---------- Record extracts

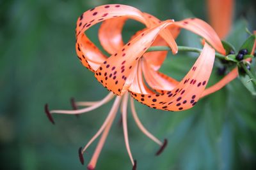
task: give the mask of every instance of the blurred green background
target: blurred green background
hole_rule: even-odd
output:
[[[0,1],[0,169],[86,169],[77,150],[100,126],[111,108],[74,116],[54,115],[56,125],[44,111],[70,109],[70,97],[97,101],[106,90],[76,57],[74,29],[84,11],[108,3],[133,6],[160,19],[196,17],[207,20],[205,1]],[[236,1],[234,22],[227,39],[237,48],[246,39],[246,27],[256,29],[254,0]],[[99,45],[97,27],[89,31]],[[130,22],[124,35],[141,25]],[[196,36],[182,31],[181,45],[195,43]],[[180,80],[195,60],[186,53],[169,57],[161,71]],[[214,67],[211,81],[221,77]],[[141,133],[128,115],[130,144],[138,169],[256,169],[256,106],[253,98],[236,80],[222,90],[180,112],[153,110],[136,103],[145,126],[169,144],[163,154]],[[96,169],[131,169],[119,115],[99,157]],[[88,162],[97,142],[84,155]]]

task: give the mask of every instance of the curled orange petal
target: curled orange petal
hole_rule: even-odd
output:
[[[173,21],[167,20],[147,29],[108,58],[96,71],[98,81],[115,94],[122,95],[132,83],[134,74],[131,73],[137,60],[150,46],[159,32],[172,23]]]
[[[179,83],[163,94],[139,94],[131,91],[132,97],[149,107],[169,111],[192,108],[204,92],[212,72],[215,51],[207,43],[196,62]]]
[[[214,30],[205,22],[195,18],[175,22],[174,25],[188,29],[203,37],[219,53],[226,53],[221,41]]]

--------------------

=== Given task ===
Copy out every row above word for word, leaving out the pictures.

=== Answer to this exercise ===
task: give the mask of every instance of the blurred green background
target: blurred green background
hole_rule: even-odd
output:
[[[0,1],[0,169],[86,169],[77,150],[100,126],[111,108],[74,116],[54,115],[56,125],[44,111],[70,109],[70,97],[97,101],[106,90],[76,57],[74,29],[84,11],[108,3],[133,6],[160,19],[196,17],[207,20],[205,1]],[[236,1],[234,22],[227,39],[237,48],[246,39],[246,27],[256,29],[254,0]],[[99,45],[97,27],[89,31]],[[130,22],[124,35],[141,25]],[[196,36],[182,31],[181,45],[195,43]],[[180,80],[195,60],[186,53],[169,57],[161,71]],[[214,67],[211,81],[221,77]],[[141,133],[128,115],[130,144],[138,169],[256,169],[256,106],[253,98],[236,80],[222,90],[180,112],[153,110],[136,103],[145,126],[169,144],[163,154]],[[96,169],[131,169],[119,115],[99,157]],[[88,162],[97,142],[84,155]]]

task: give the mask of every instance of the curled orange petal
target: curled orange petal
hole_rule: even-odd
output:
[[[173,21],[167,20],[147,29],[108,58],[96,71],[98,81],[115,94],[122,95],[132,83],[134,74],[131,73],[137,60],[150,46],[159,32],[172,23]]]
[[[179,83],[163,94],[139,94],[131,91],[132,97],[149,107],[169,111],[192,108],[204,92],[212,72],[215,51],[207,43],[196,62]]]
[[[214,30],[205,22],[195,18],[175,22],[174,25],[188,29],[203,37],[219,53],[226,53],[221,41]]]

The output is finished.